** START OF Records supplied **

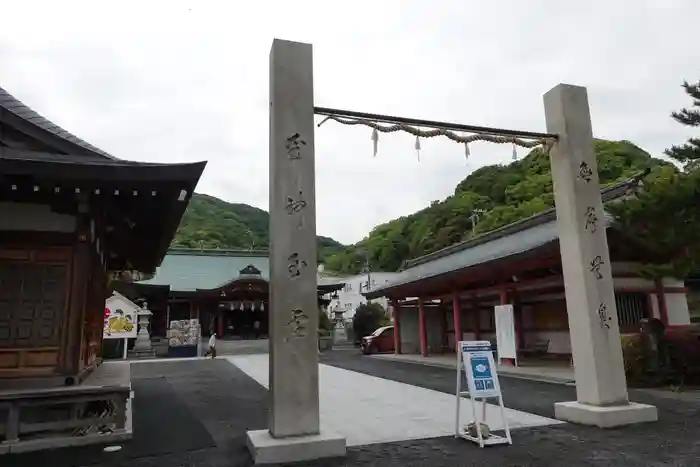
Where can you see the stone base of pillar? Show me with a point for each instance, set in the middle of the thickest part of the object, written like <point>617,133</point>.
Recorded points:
<point>605,417</point>
<point>268,450</point>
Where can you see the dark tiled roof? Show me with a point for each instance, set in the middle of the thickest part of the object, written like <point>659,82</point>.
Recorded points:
<point>512,239</point>
<point>188,270</point>
<point>11,104</point>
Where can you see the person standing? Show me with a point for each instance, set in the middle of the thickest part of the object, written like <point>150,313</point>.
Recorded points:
<point>212,346</point>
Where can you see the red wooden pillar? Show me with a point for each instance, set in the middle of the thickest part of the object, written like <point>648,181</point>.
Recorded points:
<point>661,297</point>
<point>504,301</point>
<point>397,327</point>
<point>518,318</point>
<point>220,324</point>
<point>422,328</point>
<point>477,318</point>
<point>457,320</point>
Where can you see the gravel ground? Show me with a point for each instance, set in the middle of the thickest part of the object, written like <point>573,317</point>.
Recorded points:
<point>228,403</point>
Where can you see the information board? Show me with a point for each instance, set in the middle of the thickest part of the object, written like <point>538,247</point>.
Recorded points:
<point>476,358</point>
<point>480,368</point>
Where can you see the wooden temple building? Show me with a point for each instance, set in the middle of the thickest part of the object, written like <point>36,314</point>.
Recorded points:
<point>449,295</point>
<point>226,290</point>
<point>72,217</point>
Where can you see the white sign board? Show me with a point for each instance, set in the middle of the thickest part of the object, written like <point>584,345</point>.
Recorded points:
<point>120,320</point>
<point>482,381</point>
<point>505,332</point>
<point>480,368</point>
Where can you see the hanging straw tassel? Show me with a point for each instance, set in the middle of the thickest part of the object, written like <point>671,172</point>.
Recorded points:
<point>418,148</point>
<point>375,141</point>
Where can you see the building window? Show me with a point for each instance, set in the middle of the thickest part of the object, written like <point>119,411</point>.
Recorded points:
<point>631,308</point>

** END OF Records supplied **

◆ Problem statement: Rewrite the part of the listing that opens with the line containing "Where can you see the person" and closes with the line containing "<point>212,346</point>", request line included. Multiply only the recorded point coordinates by 1.45 and round them to whole numbers, with halves rounded up; the request and its format sample stay as they are.

◆ Solution:
Where can you see the person standing? Show me with a point for each instance, set in the middle of the thickest part of the object, written like <point>150,313</point>.
Recorded points:
<point>307,502</point>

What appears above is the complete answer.